>> START AVAILABLE DATA

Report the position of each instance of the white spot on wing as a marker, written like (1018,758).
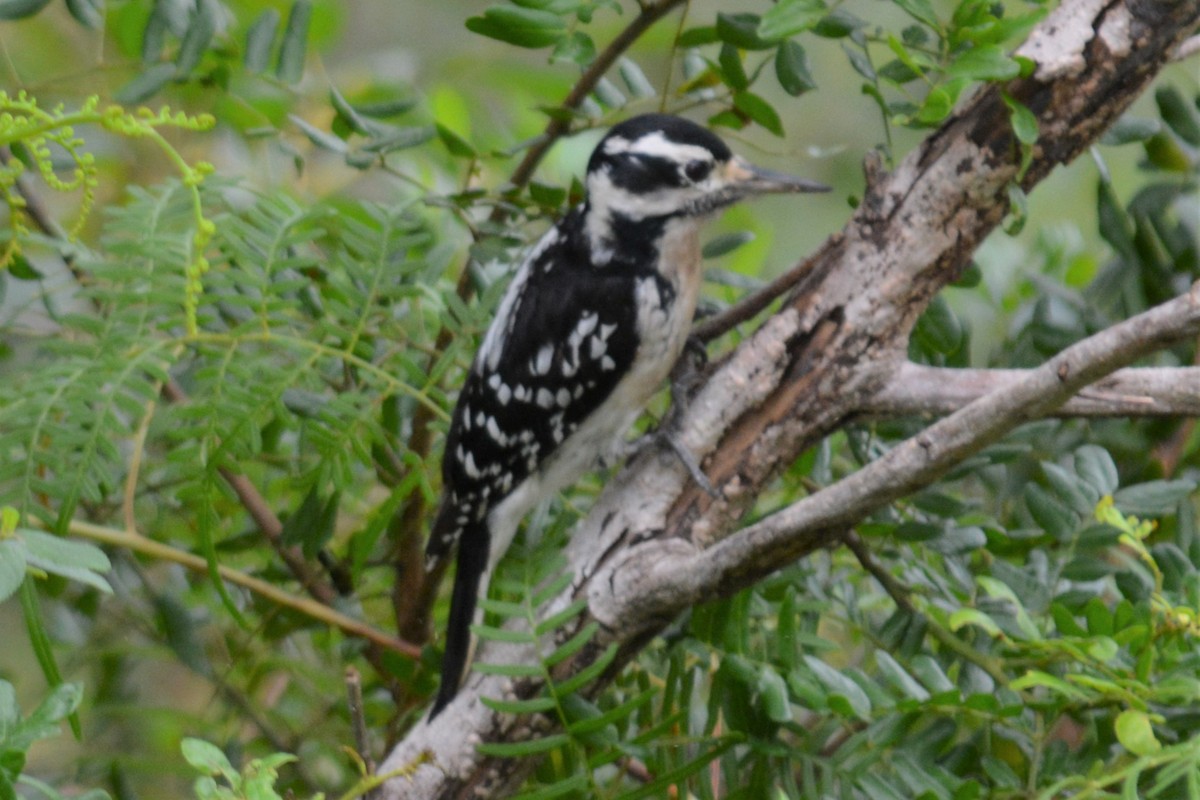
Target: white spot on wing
(540,365)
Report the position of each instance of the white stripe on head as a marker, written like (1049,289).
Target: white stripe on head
(657,144)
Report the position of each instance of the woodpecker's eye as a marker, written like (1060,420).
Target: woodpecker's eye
(697,170)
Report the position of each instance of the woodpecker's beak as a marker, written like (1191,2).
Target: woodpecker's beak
(747,179)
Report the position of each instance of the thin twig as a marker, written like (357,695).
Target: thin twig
(917,462)
(757,301)
(359,725)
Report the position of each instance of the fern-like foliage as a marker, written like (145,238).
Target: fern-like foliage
(310,335)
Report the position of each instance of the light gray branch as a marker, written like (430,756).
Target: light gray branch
(918,390)
(925,457)
(654,543)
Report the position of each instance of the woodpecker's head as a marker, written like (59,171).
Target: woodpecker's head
(659,166)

>> END AVAILABLE DATA

WHAT IS EXPECTED: Copy out every line above word for word, leaving out the pictures.

EXERCISE RESPONSE:
Report the position of each instance of the white spot on wing as a marker, written like (1018,758).
Target: white spot on wing
(540,365)
Report the position of each instance of the white stripe on head as a marker, written like (1049,289).
Target: white stripe on head
(657,144)
Report the position of each instance of the woodpecker's eye as a marker, written like (1060,420).
Target: woodpecker's eye
(697,170)
Report the position of each instance of the woodpecker's beak as a marker, written like (1191,2).
Target: woodpecker's beak
(747,179)
Report the position of each instance of the thin twig as a marker, written like (357,695).
Target: thin twig
(917,462)
(757,301)
(359,725)
Report the position of each instance of the fern-like foliage as a marker, written like (145,238).
Target: fern-like foliage
(310,335)
Report the position of each instance of the light gray branch as a marker, written like (430,756).
Target: light gray branch
(918,390)
(925,457)
(654,543)
Report the position of each instance of the woodpecker's head as a marker, written like (59,171).
Target: woodpecker's head
(659,166)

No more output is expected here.